[Dataset items]
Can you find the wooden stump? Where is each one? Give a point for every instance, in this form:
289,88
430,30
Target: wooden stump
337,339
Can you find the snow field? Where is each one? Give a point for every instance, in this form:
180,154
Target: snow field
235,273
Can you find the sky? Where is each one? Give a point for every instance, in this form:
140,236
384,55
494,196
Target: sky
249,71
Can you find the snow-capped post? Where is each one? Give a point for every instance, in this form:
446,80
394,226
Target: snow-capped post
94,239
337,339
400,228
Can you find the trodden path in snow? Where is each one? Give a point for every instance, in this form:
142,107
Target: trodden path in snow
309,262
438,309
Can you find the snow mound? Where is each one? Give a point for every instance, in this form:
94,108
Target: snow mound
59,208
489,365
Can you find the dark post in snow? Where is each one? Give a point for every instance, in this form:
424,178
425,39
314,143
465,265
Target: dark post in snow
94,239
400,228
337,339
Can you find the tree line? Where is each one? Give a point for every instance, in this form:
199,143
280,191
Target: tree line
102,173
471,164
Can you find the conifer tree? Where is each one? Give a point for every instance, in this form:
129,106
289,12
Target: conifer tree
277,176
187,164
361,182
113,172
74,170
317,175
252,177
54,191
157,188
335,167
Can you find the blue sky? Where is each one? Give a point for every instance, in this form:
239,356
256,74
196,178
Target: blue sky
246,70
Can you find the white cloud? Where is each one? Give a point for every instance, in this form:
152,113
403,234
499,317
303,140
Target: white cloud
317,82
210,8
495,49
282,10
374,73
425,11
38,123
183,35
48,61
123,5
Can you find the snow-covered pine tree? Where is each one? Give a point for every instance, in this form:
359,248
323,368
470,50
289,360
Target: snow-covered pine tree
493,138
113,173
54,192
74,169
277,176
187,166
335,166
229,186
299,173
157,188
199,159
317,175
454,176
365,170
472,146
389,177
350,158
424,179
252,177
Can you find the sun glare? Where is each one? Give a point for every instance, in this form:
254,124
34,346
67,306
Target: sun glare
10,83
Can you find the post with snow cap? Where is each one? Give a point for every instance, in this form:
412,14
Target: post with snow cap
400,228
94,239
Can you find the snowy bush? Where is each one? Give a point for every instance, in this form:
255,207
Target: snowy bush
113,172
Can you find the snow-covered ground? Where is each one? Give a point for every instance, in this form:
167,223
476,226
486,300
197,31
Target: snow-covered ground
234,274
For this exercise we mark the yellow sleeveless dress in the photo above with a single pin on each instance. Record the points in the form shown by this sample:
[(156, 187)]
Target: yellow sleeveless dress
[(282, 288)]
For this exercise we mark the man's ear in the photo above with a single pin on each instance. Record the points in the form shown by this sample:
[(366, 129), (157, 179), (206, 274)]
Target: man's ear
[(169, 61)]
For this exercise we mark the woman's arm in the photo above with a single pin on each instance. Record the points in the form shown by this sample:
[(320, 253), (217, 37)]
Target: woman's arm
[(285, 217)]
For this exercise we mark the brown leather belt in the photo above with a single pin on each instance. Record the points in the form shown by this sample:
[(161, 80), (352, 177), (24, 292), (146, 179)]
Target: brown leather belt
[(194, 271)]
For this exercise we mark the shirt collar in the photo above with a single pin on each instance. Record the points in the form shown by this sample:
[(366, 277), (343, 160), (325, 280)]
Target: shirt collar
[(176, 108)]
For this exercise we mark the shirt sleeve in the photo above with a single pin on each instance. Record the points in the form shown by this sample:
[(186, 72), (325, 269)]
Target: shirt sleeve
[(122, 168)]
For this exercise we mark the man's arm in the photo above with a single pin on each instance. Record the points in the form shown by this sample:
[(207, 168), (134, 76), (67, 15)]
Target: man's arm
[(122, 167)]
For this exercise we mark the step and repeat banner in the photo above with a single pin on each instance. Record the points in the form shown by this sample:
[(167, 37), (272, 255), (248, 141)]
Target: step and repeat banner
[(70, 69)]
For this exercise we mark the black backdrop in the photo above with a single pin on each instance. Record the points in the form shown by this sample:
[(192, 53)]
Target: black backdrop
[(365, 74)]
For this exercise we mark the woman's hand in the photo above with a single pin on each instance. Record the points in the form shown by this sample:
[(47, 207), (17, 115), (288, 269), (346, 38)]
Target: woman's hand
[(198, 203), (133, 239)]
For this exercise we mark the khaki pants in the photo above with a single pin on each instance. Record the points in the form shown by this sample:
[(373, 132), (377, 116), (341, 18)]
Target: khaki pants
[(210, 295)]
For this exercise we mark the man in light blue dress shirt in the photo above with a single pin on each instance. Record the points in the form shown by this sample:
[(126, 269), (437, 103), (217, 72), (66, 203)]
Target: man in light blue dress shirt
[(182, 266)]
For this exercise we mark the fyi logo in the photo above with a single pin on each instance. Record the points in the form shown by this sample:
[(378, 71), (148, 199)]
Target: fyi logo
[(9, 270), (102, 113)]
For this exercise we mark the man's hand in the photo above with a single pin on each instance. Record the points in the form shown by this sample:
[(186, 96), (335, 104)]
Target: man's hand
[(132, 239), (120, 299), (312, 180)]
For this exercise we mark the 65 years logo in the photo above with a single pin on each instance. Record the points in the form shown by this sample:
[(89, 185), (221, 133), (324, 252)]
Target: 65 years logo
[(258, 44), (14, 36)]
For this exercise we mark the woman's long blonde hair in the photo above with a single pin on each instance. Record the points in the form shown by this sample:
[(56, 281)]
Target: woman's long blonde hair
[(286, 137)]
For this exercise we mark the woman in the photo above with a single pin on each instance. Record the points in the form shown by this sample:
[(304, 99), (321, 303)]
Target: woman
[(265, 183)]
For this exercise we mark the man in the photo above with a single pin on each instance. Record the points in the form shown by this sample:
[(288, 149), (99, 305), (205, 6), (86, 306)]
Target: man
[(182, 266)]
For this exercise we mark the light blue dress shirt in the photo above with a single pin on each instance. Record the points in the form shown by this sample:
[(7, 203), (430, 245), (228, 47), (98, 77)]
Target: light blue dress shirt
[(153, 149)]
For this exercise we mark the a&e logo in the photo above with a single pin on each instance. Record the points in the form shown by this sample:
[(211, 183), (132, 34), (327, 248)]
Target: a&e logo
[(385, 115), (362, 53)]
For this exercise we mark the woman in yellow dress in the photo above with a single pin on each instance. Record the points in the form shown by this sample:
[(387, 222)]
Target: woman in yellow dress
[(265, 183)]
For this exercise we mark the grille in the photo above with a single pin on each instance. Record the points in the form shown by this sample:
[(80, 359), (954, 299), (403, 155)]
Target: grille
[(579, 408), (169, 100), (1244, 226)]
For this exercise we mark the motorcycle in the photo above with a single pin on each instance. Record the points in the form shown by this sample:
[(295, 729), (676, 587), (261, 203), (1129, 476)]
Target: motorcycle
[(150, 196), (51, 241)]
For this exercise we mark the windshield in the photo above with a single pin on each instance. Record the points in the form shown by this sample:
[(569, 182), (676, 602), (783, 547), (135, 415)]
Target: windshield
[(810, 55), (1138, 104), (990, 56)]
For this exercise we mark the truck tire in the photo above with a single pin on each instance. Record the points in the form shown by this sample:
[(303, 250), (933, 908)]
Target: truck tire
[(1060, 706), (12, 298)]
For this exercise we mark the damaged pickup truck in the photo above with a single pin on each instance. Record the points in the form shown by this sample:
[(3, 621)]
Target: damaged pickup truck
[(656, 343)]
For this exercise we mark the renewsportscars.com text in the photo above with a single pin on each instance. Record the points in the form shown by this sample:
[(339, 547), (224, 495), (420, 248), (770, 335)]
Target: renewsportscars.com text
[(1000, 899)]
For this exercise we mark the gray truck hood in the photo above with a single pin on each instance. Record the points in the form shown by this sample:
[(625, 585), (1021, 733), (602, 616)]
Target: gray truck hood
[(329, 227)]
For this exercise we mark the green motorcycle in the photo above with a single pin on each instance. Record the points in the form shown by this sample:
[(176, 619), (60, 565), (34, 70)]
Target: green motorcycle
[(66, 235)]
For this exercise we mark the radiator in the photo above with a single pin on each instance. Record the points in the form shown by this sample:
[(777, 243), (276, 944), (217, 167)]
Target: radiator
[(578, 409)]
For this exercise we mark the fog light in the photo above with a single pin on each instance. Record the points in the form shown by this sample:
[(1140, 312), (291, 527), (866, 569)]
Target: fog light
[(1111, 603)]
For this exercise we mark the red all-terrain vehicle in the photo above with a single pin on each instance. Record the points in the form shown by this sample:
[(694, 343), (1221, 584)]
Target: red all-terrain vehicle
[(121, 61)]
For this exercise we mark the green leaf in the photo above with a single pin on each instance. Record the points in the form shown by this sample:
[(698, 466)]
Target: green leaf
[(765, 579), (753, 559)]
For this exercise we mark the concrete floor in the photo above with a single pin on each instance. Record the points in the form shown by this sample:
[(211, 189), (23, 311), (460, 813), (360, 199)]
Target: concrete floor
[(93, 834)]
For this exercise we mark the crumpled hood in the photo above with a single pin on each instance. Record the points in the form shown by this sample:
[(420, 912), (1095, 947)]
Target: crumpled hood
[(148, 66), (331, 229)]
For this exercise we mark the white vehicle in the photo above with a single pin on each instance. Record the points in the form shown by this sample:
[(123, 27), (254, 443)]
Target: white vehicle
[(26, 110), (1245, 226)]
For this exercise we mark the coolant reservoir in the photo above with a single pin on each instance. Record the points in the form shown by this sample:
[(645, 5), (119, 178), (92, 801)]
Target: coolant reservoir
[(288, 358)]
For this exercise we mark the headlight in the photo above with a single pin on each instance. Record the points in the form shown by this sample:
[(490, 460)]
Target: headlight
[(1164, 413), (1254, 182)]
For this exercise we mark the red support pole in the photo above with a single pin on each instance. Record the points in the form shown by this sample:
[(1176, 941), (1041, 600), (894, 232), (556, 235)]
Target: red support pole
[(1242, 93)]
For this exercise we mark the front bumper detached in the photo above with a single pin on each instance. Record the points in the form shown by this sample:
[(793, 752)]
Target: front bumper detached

Required action:
Respond with the number of lines in the entries that include the string "front", and nothing besides.

Worked solution:
2